== MATERIAL TO PROCESS

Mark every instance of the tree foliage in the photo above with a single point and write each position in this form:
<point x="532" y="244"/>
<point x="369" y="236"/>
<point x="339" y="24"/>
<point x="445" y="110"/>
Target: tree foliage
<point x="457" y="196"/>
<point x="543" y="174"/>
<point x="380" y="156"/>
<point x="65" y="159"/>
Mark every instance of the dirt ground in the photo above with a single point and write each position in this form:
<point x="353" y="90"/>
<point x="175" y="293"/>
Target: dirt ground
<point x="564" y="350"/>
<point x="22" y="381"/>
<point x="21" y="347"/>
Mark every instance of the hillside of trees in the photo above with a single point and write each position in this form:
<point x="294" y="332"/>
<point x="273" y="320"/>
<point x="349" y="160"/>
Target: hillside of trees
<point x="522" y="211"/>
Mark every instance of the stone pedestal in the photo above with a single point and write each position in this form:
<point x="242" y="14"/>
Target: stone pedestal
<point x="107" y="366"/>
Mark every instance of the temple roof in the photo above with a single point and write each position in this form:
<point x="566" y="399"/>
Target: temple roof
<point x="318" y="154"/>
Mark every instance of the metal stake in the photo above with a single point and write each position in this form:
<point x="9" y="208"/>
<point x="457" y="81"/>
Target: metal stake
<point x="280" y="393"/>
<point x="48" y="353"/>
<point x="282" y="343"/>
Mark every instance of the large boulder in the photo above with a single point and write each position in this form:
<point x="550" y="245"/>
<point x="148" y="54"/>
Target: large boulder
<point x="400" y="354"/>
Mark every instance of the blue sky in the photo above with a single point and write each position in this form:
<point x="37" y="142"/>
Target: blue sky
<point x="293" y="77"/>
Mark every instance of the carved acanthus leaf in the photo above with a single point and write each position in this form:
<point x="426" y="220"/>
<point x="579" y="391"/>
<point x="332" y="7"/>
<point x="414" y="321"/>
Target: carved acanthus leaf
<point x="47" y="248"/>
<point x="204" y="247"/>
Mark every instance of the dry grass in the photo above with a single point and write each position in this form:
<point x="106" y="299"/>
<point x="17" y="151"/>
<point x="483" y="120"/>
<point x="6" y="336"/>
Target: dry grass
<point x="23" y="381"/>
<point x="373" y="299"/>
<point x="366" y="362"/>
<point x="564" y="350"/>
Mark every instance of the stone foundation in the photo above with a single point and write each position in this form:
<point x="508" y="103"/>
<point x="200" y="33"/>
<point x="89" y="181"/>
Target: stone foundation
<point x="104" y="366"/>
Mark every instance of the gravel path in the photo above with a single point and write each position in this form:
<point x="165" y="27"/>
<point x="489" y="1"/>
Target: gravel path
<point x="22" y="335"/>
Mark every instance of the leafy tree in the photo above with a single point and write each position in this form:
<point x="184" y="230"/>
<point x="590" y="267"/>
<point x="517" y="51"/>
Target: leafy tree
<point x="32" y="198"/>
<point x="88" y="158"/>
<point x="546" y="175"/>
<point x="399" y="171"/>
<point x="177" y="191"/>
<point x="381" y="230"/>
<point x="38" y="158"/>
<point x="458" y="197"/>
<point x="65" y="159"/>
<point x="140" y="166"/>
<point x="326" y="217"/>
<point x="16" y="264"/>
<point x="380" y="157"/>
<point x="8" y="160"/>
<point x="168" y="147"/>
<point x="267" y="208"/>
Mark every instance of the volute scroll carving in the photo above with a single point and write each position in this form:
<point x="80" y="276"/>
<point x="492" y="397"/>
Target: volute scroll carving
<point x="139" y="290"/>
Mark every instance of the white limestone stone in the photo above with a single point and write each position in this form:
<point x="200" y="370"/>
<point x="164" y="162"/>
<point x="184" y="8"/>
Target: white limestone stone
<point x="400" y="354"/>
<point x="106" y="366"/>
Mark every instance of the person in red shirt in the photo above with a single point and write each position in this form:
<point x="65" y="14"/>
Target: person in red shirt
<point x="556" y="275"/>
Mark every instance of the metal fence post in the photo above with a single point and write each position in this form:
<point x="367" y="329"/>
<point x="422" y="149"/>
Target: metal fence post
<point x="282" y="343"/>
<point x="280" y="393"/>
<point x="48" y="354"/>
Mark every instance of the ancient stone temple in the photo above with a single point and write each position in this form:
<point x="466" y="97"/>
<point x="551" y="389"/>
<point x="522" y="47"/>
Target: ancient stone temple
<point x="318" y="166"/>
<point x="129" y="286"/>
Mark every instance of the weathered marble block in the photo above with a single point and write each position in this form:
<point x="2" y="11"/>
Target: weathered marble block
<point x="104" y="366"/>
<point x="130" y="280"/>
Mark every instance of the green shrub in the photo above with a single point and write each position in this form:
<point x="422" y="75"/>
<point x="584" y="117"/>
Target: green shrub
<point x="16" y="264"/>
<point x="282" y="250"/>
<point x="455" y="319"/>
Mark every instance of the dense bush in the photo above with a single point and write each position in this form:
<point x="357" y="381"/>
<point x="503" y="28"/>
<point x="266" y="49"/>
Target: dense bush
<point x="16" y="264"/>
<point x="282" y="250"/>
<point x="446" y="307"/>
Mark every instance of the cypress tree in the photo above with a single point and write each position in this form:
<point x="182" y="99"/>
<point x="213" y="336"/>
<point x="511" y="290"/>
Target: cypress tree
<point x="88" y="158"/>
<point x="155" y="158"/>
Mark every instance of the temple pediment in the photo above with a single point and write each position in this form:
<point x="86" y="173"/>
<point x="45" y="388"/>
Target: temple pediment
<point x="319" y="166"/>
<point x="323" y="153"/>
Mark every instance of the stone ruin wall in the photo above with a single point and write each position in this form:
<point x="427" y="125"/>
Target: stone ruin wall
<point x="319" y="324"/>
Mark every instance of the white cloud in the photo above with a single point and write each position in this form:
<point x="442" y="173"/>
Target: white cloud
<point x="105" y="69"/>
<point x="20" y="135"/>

====

§ **TASK INSTRUCTIONS**: Print the lines above from the one with "Mark every instance of the metal stake" through the one with "Mark every instance of the stone foundation", both included, exactly as written and nothing more.

§ **SOLUTION TO THIS PROBLEM**:
Mark every instance of the metal stake in the photo above with a single point and write each position in this form:
<point x="9" y="208"/>
<point x="457" y="81"/>
Target: metal stake
<point x="280" y="393"/>
<point x="48" y="353"/>
<point x="282" y="343"/>
Mark every instance of the large boulder in the photo above with a single point and write each position in this form:
<point x="550" y="245"/>
<point x="148" y="54"/>
Target: large boulder
<point x="400" y="354"/>
Mark every instance of the blue sky in the photo above with a single point and write each position in this form:
<point x="37" y="142"/>
Target: blue sky
<point x="293" y="77"/>
Mark every instance of the carved acanthus leaf in the photo above with a single point and write each position in this form:
<point x="426" y="220"/>
<point x="579" y="391"/>
<point x="332" y="7"/>
<point x="414" y="321"/>
Target: carved acanthus leaf
<point x="47" y="248"/>
<point x="204" y="247"/>
Mark every instance of the dry grass in the photo above with a single point and write each position in this form:
<point x="106" y="299"/>
<point x="17" y="151"/>
<point x="483" y="120"/>
<point x="6" y="336"/>
Target: dry grass
<point x="23" y="381"/>
<point x="373" y="299"/>
<point x="366" y="362"/>
<point x="564" y="350"/>
Mark every instance of the stone foundation in the photo above with a single point and write each position in this form:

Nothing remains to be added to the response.